[Position identification records]

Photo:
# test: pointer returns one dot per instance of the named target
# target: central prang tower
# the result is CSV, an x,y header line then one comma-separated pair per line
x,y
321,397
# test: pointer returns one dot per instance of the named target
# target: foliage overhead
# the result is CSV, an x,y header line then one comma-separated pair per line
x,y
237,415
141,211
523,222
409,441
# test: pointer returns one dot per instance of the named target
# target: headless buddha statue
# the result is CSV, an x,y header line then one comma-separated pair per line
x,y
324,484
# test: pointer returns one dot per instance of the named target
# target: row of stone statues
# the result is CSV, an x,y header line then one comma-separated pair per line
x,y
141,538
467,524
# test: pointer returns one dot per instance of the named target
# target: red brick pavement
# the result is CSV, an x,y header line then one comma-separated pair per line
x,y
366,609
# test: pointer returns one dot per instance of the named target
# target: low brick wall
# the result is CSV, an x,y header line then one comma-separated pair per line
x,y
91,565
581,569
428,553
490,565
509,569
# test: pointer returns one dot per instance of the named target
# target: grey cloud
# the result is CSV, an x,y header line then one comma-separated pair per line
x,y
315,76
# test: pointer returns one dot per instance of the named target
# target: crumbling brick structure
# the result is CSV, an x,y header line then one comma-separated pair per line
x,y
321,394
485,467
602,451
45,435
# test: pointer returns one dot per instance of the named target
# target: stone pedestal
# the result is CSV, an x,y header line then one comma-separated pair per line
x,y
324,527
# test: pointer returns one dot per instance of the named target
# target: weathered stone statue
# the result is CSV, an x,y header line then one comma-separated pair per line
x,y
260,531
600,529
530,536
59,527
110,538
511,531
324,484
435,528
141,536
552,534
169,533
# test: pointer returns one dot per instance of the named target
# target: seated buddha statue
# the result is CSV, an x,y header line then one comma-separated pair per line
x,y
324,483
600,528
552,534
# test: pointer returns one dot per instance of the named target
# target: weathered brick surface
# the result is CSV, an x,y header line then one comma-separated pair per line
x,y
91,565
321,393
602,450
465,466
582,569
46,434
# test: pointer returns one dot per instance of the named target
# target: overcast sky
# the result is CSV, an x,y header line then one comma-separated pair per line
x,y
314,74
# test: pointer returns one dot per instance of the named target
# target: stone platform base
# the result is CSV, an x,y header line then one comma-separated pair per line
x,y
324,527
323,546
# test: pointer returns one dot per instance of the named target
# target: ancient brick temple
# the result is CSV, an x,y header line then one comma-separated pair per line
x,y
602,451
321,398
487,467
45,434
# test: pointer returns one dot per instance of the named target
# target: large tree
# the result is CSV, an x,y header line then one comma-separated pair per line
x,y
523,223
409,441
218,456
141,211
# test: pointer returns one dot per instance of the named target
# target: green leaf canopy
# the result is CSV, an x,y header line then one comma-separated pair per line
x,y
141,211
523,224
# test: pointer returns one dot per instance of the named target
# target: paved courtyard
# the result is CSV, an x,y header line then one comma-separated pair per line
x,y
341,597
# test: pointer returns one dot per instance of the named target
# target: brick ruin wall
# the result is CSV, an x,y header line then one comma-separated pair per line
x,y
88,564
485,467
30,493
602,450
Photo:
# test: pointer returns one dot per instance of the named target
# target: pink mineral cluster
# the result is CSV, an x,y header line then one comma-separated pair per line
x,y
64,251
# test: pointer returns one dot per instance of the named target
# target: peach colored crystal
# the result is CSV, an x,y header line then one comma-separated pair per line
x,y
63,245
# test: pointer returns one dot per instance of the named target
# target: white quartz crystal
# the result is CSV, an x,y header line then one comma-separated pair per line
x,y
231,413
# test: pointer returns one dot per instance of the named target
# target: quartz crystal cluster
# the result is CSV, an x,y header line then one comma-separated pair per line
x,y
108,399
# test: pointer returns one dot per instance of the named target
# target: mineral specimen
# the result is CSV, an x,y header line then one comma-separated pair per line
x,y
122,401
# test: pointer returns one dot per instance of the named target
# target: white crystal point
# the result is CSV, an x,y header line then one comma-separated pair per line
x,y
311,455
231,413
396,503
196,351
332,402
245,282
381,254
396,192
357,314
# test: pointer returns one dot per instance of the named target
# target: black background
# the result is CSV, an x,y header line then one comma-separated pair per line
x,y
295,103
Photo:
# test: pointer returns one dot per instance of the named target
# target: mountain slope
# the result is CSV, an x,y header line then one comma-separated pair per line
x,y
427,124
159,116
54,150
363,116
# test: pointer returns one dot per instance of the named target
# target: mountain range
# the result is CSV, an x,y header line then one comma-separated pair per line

◆ OBJECTIVE: Pick out each line in the rows above that contains the word "white", and copy those lines.

◆ WRITTEN REPLY:
# target: white quartz crystal
# target: white crystal point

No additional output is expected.